WORK TASK: Each line of the data should be duplicated precisely.
====== RAW DATA
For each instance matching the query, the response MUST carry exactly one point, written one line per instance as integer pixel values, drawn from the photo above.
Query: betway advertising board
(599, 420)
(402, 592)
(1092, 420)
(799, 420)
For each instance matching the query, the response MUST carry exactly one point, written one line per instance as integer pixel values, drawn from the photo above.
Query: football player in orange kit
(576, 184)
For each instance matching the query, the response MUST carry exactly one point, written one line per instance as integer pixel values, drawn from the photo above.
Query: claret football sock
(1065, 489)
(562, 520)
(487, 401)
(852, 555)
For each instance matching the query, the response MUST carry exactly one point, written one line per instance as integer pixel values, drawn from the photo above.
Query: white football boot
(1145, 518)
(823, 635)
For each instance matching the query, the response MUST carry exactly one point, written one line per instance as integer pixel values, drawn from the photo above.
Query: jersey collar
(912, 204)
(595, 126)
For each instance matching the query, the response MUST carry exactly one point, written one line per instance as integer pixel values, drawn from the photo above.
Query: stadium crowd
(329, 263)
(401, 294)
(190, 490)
============
EXERCISE OUTPUT:
For each instance matching the query, the response MUST carry exactly one point, written one line per instance as integer pixel values, drawn from the photo above.
Query: betway advertising board
(599, 420)
(402, 592)
(1092, 420)
(799, 420)
For each instance matching the query, the response MUST carry exactly one point, written one line per instance as integer pixel values, drawn from the photo above.
Query: football player in orange kit
(576, 184)
For each instance matching the query, the response MUST carry exactly one point, written one line per instance as integer pixel values, drawn from the photo above.
Query: claret football sock
(1065, 489)
(562, 520)
(487, 401)
(852, 555)
For each instance matching the query, the response MUST carry exactly one point, written one line per instance as integer pixel values, drawn from the photo above.
Query: white football boot
(1145, 518)
(823, 635)
For each instance matching the query, the response MUST carry exactly one point, written one line per instance as integer pixel values, drawn from the photo above.
Query: jersey collar
(912, 204)
(595, 126)
For each instance matching the query, the response MUST carry exactly one point, written one line per instance as integer pixel values, drawn from the photo above.
Query: stadium crowd
(329, 263)
(401, 294)
(190, 490)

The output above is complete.